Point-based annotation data

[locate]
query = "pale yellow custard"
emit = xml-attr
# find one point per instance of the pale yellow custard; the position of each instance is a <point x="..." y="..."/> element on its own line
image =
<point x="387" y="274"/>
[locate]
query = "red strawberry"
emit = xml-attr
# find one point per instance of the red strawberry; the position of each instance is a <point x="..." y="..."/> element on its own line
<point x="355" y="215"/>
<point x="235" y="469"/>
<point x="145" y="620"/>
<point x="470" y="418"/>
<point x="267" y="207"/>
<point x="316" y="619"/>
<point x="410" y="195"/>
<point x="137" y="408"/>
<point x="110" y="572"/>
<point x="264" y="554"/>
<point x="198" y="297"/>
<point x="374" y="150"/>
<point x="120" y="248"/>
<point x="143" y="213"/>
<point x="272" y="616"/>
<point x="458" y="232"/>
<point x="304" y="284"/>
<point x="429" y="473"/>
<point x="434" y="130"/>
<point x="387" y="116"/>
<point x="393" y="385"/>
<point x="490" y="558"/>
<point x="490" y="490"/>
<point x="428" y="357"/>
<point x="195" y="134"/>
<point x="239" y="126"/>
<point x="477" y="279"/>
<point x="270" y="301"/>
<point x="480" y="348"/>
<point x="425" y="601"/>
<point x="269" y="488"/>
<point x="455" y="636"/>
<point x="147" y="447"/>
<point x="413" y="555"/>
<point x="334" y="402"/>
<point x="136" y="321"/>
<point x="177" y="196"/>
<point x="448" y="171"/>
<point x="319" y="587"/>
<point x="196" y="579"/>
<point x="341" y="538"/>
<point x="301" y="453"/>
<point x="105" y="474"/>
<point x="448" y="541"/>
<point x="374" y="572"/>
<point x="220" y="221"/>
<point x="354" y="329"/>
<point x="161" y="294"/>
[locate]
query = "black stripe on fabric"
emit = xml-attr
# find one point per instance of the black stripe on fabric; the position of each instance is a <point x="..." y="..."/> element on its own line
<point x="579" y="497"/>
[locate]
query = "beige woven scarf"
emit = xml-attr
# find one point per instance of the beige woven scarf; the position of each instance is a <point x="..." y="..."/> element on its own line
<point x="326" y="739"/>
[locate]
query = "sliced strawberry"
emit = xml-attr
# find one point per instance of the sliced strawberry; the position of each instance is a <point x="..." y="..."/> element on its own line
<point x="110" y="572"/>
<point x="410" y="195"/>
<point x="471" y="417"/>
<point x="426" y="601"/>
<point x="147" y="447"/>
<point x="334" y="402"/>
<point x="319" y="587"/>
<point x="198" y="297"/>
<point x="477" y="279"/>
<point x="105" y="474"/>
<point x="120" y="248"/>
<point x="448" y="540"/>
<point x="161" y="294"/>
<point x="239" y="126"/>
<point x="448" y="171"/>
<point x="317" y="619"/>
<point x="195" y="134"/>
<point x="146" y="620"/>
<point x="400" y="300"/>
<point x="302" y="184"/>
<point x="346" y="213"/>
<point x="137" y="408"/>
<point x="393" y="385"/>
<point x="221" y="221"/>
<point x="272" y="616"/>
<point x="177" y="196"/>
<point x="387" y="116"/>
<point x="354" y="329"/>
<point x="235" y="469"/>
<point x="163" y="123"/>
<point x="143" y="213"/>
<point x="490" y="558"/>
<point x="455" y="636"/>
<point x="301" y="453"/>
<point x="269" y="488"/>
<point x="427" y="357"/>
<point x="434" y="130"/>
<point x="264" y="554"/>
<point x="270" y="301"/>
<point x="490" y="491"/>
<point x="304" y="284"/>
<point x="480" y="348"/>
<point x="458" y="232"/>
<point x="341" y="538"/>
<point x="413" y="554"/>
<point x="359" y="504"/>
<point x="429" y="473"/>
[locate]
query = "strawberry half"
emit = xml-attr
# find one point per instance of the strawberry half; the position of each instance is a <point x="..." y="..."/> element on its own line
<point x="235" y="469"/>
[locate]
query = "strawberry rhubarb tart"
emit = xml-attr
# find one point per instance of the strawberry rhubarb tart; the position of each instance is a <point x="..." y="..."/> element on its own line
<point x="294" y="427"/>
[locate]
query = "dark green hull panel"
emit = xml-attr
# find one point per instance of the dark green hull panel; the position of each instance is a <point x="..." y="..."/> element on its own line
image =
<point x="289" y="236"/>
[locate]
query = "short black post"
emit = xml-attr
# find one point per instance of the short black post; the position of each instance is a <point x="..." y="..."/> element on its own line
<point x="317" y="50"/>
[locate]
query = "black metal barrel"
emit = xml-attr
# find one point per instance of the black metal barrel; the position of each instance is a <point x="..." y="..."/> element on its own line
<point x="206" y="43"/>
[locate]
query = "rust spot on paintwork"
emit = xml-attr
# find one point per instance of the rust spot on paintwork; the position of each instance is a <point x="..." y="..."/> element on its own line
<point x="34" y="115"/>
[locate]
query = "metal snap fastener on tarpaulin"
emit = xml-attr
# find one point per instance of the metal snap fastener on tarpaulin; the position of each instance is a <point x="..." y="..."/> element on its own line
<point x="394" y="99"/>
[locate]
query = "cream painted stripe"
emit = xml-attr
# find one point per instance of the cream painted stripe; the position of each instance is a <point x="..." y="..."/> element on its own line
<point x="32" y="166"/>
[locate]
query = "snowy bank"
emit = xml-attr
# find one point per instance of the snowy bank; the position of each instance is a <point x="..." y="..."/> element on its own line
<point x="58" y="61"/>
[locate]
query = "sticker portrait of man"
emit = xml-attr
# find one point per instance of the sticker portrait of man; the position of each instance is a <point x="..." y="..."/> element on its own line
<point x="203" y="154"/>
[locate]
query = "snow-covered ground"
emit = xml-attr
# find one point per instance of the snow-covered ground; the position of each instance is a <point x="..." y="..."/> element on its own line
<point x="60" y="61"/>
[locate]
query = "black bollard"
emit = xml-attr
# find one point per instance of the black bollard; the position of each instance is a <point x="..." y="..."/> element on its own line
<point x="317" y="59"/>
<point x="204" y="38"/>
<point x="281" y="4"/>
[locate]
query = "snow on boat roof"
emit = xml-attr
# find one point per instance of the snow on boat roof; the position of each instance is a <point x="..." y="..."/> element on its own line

Exercise brief
Copy out each record exactly as given, omitting none.

Answer to the problem
[locate]
query = "pale yellow custard"
emit = xml-attr
# find one point per instance of the pale yellow custard; the position of each instance is a <point x="..." y="..."/> element on its own line
image =
<point x="387" y="274"/>
[locate]
query = "red strawberry"
emit = xml-attr
# find one point per instance of the red strawberry; the position of each instance is a <point x="..." y="..."/> element on its own line
<point x="355" y="215"/>
<point x="235" y="469"/>
<point x="145" y="620"/>
<point x="470" y="418"/>
<point x="267" y="207"/>
<point x="316" y="619"/>
<point x="410" y="195"/>
<point x="137" y="408"/>
<point x="110" y="572"/>
<point x="264" y="554"/>
<point x="198" y="297"/>
<point x="374" y="150"/>
<point x="120" y="248"/>
<point x="143" y="213"/>
<point x="272" y="616"/>
<point x="458" y="232"/>
<point x="304" y="284"/>
<point x="429" y="473"/>
<point x="434" y="130"/>
<point x="387" y="116"/>
<point x="393" y="385"/>
<point x="490" y="558"/>
<point x="490" y="490"/>
<point x="428" y="357"/>
<point x="195" y="134"/>
<point x="239" y="126"/>
<point x="477" y="279"/>
<point x="270" y="301"/>
<point x="480" y="348"/>
<point x="425" y="601"/>
<point x="269" y="488"/>
<point x="455" y="636"/>
<point x="147" y="447"/>
<point x="413" y="555"/>
<point x="334" y="402"/>
<point x="136" y="321"/>
<point x="177" y="196"/>
<point x="448" y="171"/>
<point x="319" y="587"/>
<point x="196" y="579"/>
<point x="341" y="538"/>
<point x="301" y="453"/>
<point x="105" y="474"/>
<point x="448" y="541"/>
<point x="374" y="572"/>
<point x="220" y="221"/>
<point x="354" y="329"/>
<point x="161" y="294"/>
[locate]
query = "black stripe on fabric"
emit = xml-attr
# find one point per instance of the black stripe on fabric; the position of each instance is a <point x="..." y="..."/> element on its own line
<point x="579" y="497"/>
[locate]
query = "beige woven scarf"
emit = xml-attr
# find one point per instance of the beige woven scarf; the position of each instance is a <point x="..." y="..."/> element on its own line
<point x="326" y="739"/>
[locate]
query = "sliced strawberry"
emit = xml-attr
# find one point per instance of the sliced strawberry; the position of each instance is a <point x="..." y="..."/> element on its own line
<point x="110" y="572"/>
<point x="410" y="195"/>
<point x="471" y="417"/>
<point x="426" y="601"/>
<point x="147" y="447"/>
<point x="334" y="402"/>
<point x="319" y="587"/>
<point x="198" y="297"/>
<point x="477" y="279"/>
<point x="105" y="474"/>
<point x="120" y="248"/>
<point x="448" y="540"/>
<point x="161" y="294"/>
<point x="239" y="126"/>
<point x="448" y="171"/>
<point x="317" y="619"/>
<point x="195" y="134"/>
<point x="146" y="620"/>
<point x="400" y="300"/>
<point x="302" y="184"/>
<point x="346" y="213"/>
<point x="137" y="408"/>
<point x="393" y="385"/>
<point x="221" y="221"/>
<point x="272" y="616"/>
<point x="177" y="196"/>
<point x="387" y="116"/>
<point x="354" y="329"/>
<point x="235" y="469"/>
<point x="163" y="123"/>
<point x="143" y="213"/>
<point x="490" y="558"/>
<point x="455" y="636"/>
<point x="301" y="453"/>
<point x="269" y="488"/>
<point x="427" y="357"/>
<point x="434" y="130"/>
<point x="264" y="554"/>
<point x="270" y="301"/>
<point x="490" y="491"/>
<point x="304" y="284"/>
<point x="480" y="348"/>
<point x="458" y="232"/>
<point x="341" y="538"/>
<point x="413" y="554"/>
<point x="359" y="504"/>
<point x="429" y="473"/>
[locate]
query = "strawberry half"
emit = xml-attr
# find one point per instance of the strawberry half; the position of each instance is a <point x="..." y="..."/> element on its own line
<point x="235" y="469"/>
[locate]
query = "strawberry rhubarb tart"
emit = xml-attr
# find one point per instance of the strawberry rhubarb tart; the position of each instance is a <point x="..." y="..."/> element on its own line
<point x="294" y="427"/>
[locate]
query = "dark green hull panel"
emit = xml-attr
# find one point per instance of the dark green hull panel; the position of each instance is a <point x="..." y="..."/> element on its own line
image =
<point x="289" y="236"/>
[locate]
query = "short black post"
emit = xml-attr
# find one point per instance of the short black post; the position of each instance is a <point x="..." y="..."/> element on its own line
<point x="317" y="50"/>
[locate]
query = "black metal barrel"
emit = xml-attr
# find one point per instance of the black metal barrel; the position of each instance is a <point x="..." y="..."/> element on its own line
<point x="206" y="43"/>
[locate]
query = "rust spot on paintwork"
emit = xml-attr
# find one point per instance of the rust spot on paintwork; the position of each instance is a <point x="..." y="..."/> element on its own line
<point x="34" y="115"/>
[locate]
query = "metal snap fastener on tarpaulin"
emit = xml-attr
# find one point per instance of the metal snap fastener on tarpaulin; the position of each instance is a <point x="..." y="..."/> element on its own line
<point x="394" y="99"/>
[locate]
query = "cream painted stripe"
emit = xml-attr
# find one point per instance of the cream painted stripe; the position of each instance is a <point x="..." y="..."/> element on its own line
<point x="32" y="166"/>
[locate]
query = "snowy bank"
emit = xml-attr
# find one point per instance of the snowy bank; the position of each instance is a <point x="..." y="..."/> element on its own line
<point x="58" y="61"/>
[locate]
query = "sticker portrait of man"
emit = xml-attr
# find one point per instance of the sticker portrait of man; the position of each instance is a <point x="..." y="..."/> element on its own line
<point x="203" y="154"/>
[locate]
query = "snow-covered ground"
emit = xml-attr
# find one point per instance of the snow-covered ground; the position of each instance is a <point x="..." y="..."/> element on its own line
<point x="60" y="61"/>
[locate]
query = "black bollard"
emit = xml-attr
# find one point per instance of the black bollard; the position of each instance is a <point x="..." y="..."/> element on its own line
<point x="317" y="59"/>
<point x="204" y="38"/>
<point x="281" y="4"/>
[locate]
query = "snow on boat roof"
emit = xml-attr
# find one point per instance of the snow on boat roof; the position of each instance is a <point x="..." y="..."/> element on its own line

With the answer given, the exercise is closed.